* WORK INSTRUCTIONS *
With the images left out, print all of the records below exactly.

BEGIN RECORDS FOR THE EXERCISE

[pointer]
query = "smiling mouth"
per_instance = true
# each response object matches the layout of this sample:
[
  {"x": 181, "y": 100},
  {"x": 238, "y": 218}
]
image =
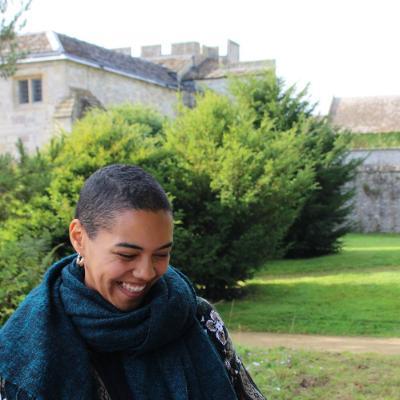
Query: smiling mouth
[{"x": 131, "y": 290}]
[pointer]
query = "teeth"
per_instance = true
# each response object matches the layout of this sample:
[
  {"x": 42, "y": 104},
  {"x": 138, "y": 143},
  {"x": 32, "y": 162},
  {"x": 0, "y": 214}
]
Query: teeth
[{"x": 132, "y": 288}]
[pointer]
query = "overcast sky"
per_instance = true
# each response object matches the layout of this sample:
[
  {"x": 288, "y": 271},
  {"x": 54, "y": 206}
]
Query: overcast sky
[{"x": 340, "y": 47}]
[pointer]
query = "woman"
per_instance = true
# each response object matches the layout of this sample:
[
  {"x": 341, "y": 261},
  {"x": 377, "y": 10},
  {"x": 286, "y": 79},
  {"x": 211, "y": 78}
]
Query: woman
[{"x": 116, "y": 321}]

END RECORDS FOR THE EXERCISE

* FINISHED EXERCISE *
[pointer]
query = "smiling mouth"
per_instance = true
# each response object matches the layout of this sample:
[
  {"x": 181, "y": 100},
  {"x": 238, "y": 218}
]
image =
Query: smiling mouth
[{"x": 131, "y": 290}]
[pointer]
query = "teeth"
per_instance = true
# each response object matches the layout of this sample:
[
  {"x": 42, "y": 104},
  {"x": 138, "y": 143},
  {"x": 32, "y": 162},
  {"x": 0, "y": 214}
]
Query: teeth
[{"x": 132, "y": 288}]
[pointer]
query = "overcast sky"
per_instance = true
# each response object matches the layout of this sample:
[
  {"x": 288, "y": 271},
  {"x": 54, "y": 206}
]
Query: overcast sky
[{"x": 340, "y": 47}]
[pointer]
query = "woman"
per_instance = true
# each response object matches the layout of this sample:
[
  {"x": 341, "y": 261},
  {"x": 377, "y": 10},
  {"x": 286, "y": 79},
  {"x": 211, "y": 78}
]
Query: woman
[{"x": 116, "y": 321}]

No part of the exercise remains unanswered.